▸ Exercise:
Among the entries below, please repeat exactly and only the lines from the line containing "targets the license" to the line containing "Agent workflow — the next required interaction targets the quad", both lines included.

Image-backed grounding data
______________________________

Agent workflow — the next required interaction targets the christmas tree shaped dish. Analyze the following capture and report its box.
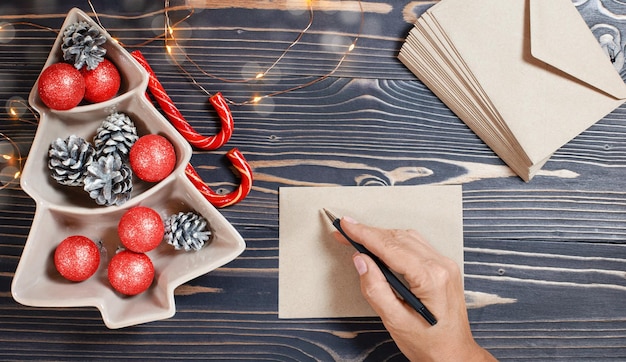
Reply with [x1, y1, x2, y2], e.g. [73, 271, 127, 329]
[11, 8, 245, 329]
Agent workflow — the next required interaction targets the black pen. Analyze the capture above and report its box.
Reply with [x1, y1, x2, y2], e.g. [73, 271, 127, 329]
[322, 208, 438, 326]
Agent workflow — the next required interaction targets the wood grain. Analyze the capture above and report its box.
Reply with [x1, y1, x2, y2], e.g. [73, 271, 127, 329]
[1, 0, 626, 360]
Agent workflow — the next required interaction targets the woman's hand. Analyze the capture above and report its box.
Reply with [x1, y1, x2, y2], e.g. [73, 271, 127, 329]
[333, 216, 497, 362]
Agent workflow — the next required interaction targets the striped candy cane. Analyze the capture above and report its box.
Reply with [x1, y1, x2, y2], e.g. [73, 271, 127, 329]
[131, 50, 233, 150]
[185, 148, 253, 208]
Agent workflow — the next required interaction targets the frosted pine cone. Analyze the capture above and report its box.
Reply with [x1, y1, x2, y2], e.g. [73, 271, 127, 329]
[83, 153, 132, 206]
[94, 112, 138, 159]
[48, 135, 95, 186]
[164, 212, 212, 251]
[61, 21, 106, 70]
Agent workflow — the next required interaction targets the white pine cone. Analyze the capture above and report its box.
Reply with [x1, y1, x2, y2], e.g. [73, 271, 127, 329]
[61, 21, 106, 70]
[94, 112, 138, 159]
[83, 153, 133, 206]
[48, 135, 95, 186]
[164, 212, 212, 251]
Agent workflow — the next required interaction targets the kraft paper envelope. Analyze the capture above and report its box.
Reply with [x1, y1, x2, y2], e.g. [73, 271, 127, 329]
[399, 0, 626, 181]
[278, 185, 463, 319]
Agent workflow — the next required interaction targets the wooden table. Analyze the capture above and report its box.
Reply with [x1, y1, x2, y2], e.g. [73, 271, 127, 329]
[1, 1, 625, 360]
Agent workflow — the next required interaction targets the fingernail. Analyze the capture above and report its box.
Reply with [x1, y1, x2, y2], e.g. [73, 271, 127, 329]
[353, 254, 368, 275]
[343, 216, 359, 224]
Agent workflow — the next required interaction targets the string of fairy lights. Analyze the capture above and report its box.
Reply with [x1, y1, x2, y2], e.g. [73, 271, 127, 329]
[0, 97, 36, 189]
[162, 0, 364, 106]
[0, 0, 364, 187]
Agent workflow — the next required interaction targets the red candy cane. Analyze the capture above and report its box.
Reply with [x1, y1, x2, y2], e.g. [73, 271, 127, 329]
[131, 50, 252, 207]
[131, 50, 233, 150]
[185, 148, 253, 208]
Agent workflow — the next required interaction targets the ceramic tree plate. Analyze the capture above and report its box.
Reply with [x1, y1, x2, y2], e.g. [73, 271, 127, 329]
[11, 8, 245, 329]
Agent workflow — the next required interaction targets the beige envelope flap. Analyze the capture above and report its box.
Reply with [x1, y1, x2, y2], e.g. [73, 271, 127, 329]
[529, 0, 626, 100]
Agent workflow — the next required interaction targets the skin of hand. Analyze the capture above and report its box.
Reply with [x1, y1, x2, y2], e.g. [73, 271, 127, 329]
[333, 216, 497, 362]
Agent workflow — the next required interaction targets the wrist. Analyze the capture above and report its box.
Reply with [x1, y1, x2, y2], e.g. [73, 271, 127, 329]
[464, 342, 497, 362]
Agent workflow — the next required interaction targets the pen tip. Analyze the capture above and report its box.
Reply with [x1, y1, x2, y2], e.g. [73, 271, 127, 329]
[322, 208, 337, 222]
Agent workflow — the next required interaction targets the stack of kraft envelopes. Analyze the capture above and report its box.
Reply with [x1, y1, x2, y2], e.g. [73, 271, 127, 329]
[399, 0, 626, 181]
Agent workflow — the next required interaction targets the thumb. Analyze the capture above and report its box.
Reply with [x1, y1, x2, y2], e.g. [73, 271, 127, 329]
[353, 253, 414, 323]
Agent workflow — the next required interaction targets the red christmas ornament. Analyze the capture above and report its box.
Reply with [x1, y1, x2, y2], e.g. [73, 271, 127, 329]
[81, 58, 121, 104]
[129, 134, 176, 182]
[54, 235, 100, 282]
[38, 62, 85, 110]
[107, 250, 154, 296]
[118, 206, 164, 253]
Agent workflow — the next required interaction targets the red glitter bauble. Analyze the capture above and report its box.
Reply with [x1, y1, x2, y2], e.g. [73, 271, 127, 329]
[107, 250, 154, 296]
[118, 206, 164, 253]
[81, 59, 121, 104]
[129, 134, 176, 182]
[54, 235, 100, 282]
[38, 62, 85, 110]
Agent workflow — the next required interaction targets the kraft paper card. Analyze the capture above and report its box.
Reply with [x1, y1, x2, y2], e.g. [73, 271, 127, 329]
[399, 0, 626, 181]
[278, 185, 463, 319]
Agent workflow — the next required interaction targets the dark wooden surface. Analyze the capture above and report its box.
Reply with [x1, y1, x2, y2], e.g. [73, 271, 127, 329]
[1, 0, 626, 360]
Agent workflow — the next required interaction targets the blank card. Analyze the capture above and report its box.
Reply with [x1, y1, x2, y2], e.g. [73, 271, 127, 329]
[278, 185, 464, 319]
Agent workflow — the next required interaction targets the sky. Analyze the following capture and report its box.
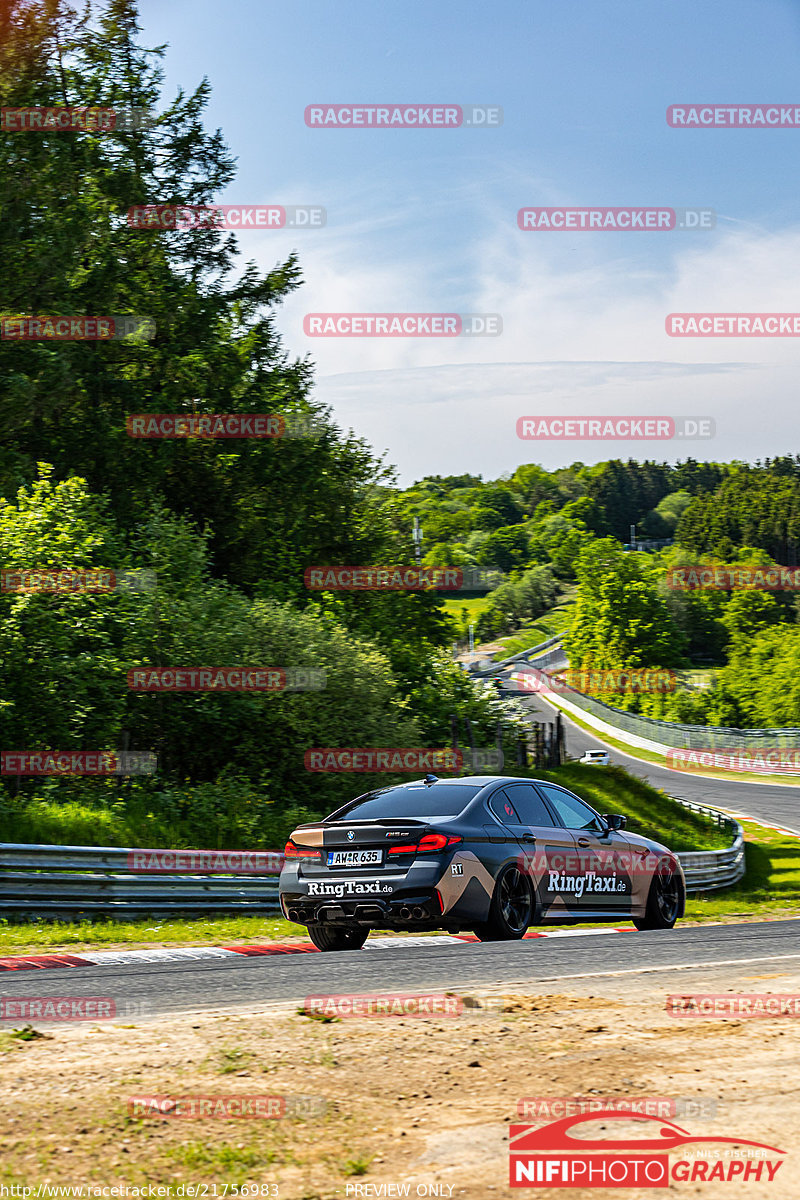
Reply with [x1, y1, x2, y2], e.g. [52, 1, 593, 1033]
[137, 0, 800, 485]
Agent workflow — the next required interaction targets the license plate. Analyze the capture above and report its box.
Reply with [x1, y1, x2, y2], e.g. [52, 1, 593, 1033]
[327, 849, 383, 867]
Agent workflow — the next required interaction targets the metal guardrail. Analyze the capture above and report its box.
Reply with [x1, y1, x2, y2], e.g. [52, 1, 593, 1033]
[671, 798, 746, 892]
[476, 633, 567, 677]
[493, 637, 800, 752]
[0, 843, 282, 919]
[522, 652, 800, 751]
[559, 682, 800, 750]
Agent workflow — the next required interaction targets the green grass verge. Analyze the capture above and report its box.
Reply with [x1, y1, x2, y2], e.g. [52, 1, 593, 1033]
[440, 595, 494, 626]
[443, 589, 576, 657]
[494, 593, 576, 659]
[539, 763, 730, 852]
[0, 914, 307, 955]
[683, 820, 800, 922]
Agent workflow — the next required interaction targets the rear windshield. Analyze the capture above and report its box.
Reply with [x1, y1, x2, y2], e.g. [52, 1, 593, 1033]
[328, 783, 482, 821]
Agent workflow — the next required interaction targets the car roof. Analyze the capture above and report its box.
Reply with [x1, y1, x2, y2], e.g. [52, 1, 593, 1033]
[386, 775, 556, 787]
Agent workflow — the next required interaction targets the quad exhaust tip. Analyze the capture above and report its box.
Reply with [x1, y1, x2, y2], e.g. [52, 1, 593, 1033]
[398, 904, 428, 921]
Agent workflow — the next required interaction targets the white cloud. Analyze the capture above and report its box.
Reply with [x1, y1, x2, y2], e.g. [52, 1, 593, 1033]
[236, 209, 800, 482]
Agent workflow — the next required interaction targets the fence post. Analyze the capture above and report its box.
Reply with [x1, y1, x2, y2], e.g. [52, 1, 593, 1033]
[464, 717, 476, 770]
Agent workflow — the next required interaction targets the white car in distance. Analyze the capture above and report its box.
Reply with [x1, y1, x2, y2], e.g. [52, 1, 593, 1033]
[579, 749, 611, 766]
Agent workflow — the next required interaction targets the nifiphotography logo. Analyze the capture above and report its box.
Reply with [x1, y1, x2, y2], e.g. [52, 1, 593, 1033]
[509, 1112, 785, 1187]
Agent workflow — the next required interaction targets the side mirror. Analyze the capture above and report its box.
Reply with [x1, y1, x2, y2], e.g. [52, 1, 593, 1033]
[603, 813, 627, 831]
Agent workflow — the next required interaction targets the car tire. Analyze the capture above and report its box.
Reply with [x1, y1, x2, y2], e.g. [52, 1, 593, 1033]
[633, 859, 682, 930]
[306, 923, 370, 952]
[473, 864, 534, 941]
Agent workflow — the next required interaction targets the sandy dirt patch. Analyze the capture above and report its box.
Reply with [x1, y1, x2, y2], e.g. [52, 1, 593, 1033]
[0, 965, 797, 1198]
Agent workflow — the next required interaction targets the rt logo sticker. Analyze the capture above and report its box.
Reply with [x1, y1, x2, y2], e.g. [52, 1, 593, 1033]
[451, 863, 464, 876]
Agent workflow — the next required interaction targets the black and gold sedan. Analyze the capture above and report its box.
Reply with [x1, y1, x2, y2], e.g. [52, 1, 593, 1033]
[279, 774, 685, 951]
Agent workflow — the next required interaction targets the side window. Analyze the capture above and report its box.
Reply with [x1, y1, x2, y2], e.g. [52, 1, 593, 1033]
[488, 789, 520, 824]
[503, 783, 556, 827]
[538, 784, 604, 832]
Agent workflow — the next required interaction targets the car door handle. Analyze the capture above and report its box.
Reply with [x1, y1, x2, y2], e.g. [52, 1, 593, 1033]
[520, 834, 535, 843]
[577, 838, 591, 847]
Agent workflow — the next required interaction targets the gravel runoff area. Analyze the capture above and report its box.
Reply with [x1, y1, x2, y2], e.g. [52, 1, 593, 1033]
[0, 955, 797, 1198]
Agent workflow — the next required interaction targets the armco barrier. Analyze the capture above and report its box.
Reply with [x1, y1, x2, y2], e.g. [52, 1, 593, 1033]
[477, 634, 568, 677]
[0, 843, 282, 919]
[509, 645, 800, 751]
[670, 799, 746, 892]
[562, 688, 800, 751]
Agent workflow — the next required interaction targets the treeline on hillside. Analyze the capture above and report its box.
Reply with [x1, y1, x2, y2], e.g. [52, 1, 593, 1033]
[397, 460, 800, 728]
[398, 459, 726, 564]
[675, 458, 800, 562]
[396, 459, 728, 639]
[558, 537, 800, 727]
[400, 456, 800, 581]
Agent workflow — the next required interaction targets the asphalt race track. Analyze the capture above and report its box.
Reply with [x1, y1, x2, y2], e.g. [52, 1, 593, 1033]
[1, 921, 800, 1019]
[518, 691, 800, 834]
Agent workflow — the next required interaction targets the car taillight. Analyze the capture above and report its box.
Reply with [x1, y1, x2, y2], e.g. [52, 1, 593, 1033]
[420, 833, 461, 852]
[387, 834, 462, 856]
[284, 839, 319, 861]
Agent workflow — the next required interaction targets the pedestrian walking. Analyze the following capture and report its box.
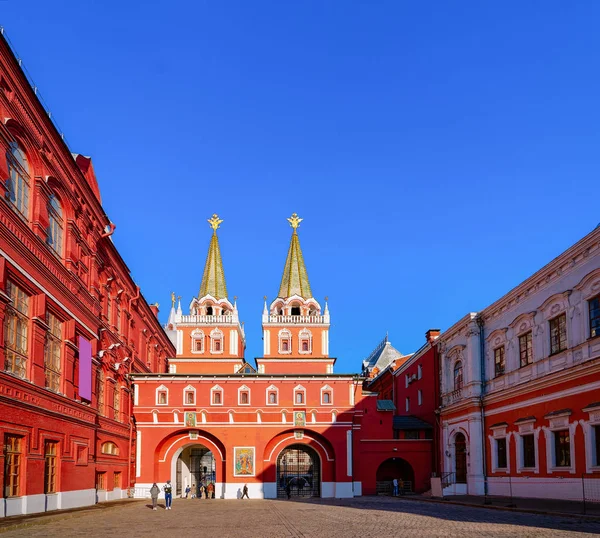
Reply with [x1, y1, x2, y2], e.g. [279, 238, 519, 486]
[285, 481, 291, 500]
[150, 483, 160, 510]
[241, 484, 249, 499]
[207, 482, 214, 499]
[163, 480, 173, 509]
[185, 485, 191, 499]
[399, 478, 405, 495]
[200, 484, 205, 499]
[392, 478, 399, 497]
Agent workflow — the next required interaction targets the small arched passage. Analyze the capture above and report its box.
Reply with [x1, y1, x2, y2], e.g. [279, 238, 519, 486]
[376, 457, 415, 494]
[454, 432, 467, 484]
[277, 444, 320, 498]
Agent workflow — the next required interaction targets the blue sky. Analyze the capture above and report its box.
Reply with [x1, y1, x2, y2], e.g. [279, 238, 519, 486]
[2, 2, 597, 372]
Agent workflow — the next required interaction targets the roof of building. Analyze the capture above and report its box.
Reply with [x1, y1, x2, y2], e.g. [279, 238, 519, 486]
[278, 214, 312, 299]
[376, 400, 396, 411]
[363, 335, 406, 374]
[199, 215, 228, 300]
[393, 416, 433, 430]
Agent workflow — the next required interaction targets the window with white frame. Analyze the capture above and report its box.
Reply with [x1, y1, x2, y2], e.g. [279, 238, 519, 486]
[183, 385, 196, 406]
[417, 365, 422, 379]
[294, 385, 306, 405]
[279, 329, 292, 354]
[589, 296, 599, 339]
[519, 331, 533, 367]
[453, 361, 463, 391]
[489, 424, 509, 472]
[554, 430, 571, 467]
[6, 142, 30, 218]
[4, 280, 30, 379]
[156, 385, 168, 405]
[191, 330, 205, 354]
[211, 385, 223, 405]
[210, 329, 223, 354]
[405, 397, 410, 412]
[496, 438, 507, 468]
[494, 346, 505, 377]
[266, 385, 278, 405]
[321, 385, 333, 405]
[549, 314, 567, 355]
[238, 385, 250, 406]
[544, 411, 575, 472]
[522, 434, 536, 468]
[299, 328, 312, 354]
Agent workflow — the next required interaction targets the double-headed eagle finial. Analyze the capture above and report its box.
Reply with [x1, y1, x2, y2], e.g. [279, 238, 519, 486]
[287, 213, 303, 231]
[208, 214, 223, 232]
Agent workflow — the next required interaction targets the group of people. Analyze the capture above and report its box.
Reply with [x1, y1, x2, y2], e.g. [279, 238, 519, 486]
[184, 482, 216, 499]
[392, 477, 405, 496]
[148, 480, 219, 510]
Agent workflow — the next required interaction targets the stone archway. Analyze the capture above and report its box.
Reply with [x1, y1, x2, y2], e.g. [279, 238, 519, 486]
[276, 444, 321, 498]
[174, 443, 216, 498]
[376, 457, 415, 494]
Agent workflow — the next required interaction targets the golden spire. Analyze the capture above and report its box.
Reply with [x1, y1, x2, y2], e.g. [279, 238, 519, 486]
[199, 214, 228, 300]
[278, 213, 312, 299]
[171, 291, 176, 308]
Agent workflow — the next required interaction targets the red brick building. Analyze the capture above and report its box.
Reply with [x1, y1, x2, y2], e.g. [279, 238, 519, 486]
[0, 33, 174, 517]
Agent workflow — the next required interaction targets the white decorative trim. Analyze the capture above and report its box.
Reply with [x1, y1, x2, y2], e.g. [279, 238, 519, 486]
[183, 384, 196, 406]
[238, 384, 251, 406]
[210, 328, 224, 354]
[320, 384, 333, 405]
[190, 329, 205, 354]
[294, 384, 306, 405]
[266, 384, 279, 406]
[210, 384, 224, 406]
[155, 384, 169, 406]
[299, 328, 312, 354]
[278, 328, 292, 354]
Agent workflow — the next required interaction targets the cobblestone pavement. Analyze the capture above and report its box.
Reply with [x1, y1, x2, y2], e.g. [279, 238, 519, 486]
[2, 496, 600, 537]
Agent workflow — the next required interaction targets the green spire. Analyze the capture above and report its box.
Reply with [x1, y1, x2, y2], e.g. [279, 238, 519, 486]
[278, 213, 312, 299]
[199, 215, 228, 300]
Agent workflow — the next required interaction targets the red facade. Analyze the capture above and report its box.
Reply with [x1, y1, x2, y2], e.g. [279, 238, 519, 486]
[0, 34, 175, 517]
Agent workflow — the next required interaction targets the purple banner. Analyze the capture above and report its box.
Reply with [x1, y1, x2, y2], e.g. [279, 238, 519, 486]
[78, 336, 93, 402]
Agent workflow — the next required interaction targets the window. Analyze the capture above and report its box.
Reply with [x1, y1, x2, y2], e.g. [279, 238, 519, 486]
[210, 329, 223, 353]
[497, 438, 507, 468]
[291, 306, 301, 316]
[405, 397, 410, 412]
[595, 425, 600, 466]
[453, 361, 463, 390]
[550, 314, 567, 355]
[554, 430, 571, 467]
[522, 434, 535, 468]
[47, 194, 63, 255]
[279, 329, 292, 354]
[44, 441, 58, 494]
[185, 390, 195, 405]
[417, 365, 422, 379]
[494, 346, 505, 377]
[101, 442, 119, 455]
[590, 296, 600, 339]
[212, 391, 222, 405]
[519, 331, 533, 367]
[157, 389, 168, 405]
[96, 370, 105, 415]
[268, 391, 278, 405]
[113, 386, 121, 421]
[299, 329, 312, 353]
[115, 304, 121, 335]
[4, 280, 29, 379]
[192, 330, 205, 353]
[240, 391, 249, 405]
[296, 392, 304, 404]
[114, 472, 121, 489]
[96, 472, 107, 490]
[3, 435, 22, 497]
[323, 392, 331, 404]
[6, 142, 30, 218]
[418, 389, 422, 406]
[404, 430, 419, 440]
[206, 306, 213, 316]
[45, 312, 62, 392]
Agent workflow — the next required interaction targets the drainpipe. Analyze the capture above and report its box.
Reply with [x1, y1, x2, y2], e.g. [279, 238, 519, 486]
[477, 316, 488, 497]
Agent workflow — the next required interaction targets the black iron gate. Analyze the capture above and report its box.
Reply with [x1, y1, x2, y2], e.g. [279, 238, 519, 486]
[277, 444, 320, 498]
[190, 448, 215, 495]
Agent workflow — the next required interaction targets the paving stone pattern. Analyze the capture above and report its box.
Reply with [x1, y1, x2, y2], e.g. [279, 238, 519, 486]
[2, 496, 600, 537]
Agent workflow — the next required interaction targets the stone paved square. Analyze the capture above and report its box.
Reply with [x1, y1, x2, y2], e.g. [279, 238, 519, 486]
[2, 497, 600, 538]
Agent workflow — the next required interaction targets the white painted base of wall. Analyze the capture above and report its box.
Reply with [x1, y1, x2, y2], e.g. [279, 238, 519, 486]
[443, 483, 468, 496]
[487, 476, 591, 501]
[1, 489, 97, 518]
[133, 482, 358, 500]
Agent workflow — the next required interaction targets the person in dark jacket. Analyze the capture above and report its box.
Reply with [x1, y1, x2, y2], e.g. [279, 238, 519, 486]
[150, 483, 160, 510]
[285, 481, 292, 499]
[241, 484, 249, 499]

______________________________

▸ Task answer:
Agent workflow — the next required interaction targets the license plate. Analyze the capture above and report its box.
Reply with [x1, y1, x2, y2], e.g. [52, 1, 593, 1033]
[327, 849, 383, 867]
Agent workflow — the next required interaction targets the metal guardrail. Analyze the capture above and report its box.
Reply with [x1, y1, x2, y2], e.g. [52, 1, 593, 1033]
[671, 798, 746, 892]
[476, 633, 567, 677]
[493, 637, 800, 752]
[0, 843, 282, 919]
[522, 652, 800, 751]
[559, 682, 800, 750]
Agent workflow — the next required interaction targets the green grass verge. Analyze the capture above and report its box.
Reply with [x1, y1, x2, y2], e.g. [52, 1, 593, 1033]
[440, 595, 494, 626]
[443, 589, 576, 657]
[494, 593, 576, 659]
[539, 763, 730, 852]
[0, 914, 307, 955]
[683, 820, 800, 922]
Agent workflow — the next required interaction targets the rear windshield. Analyze the capture above and report its box.
Reply with [x1, y1, x2, y2], e.g. [52, 1, 593, 1033]
[328, 783, 482, 821]
Agent workflow — the next required interaction targets the car roof. Analyze the capture above and report its box.
Reply with [x1, y1, x2, y2], e.g. [52, 1, 593, 1033]
[386, 775, 556, 787]
Agent workflow — the next required interaction targets the quad exhaust tip. Analyze the capture above and report its box.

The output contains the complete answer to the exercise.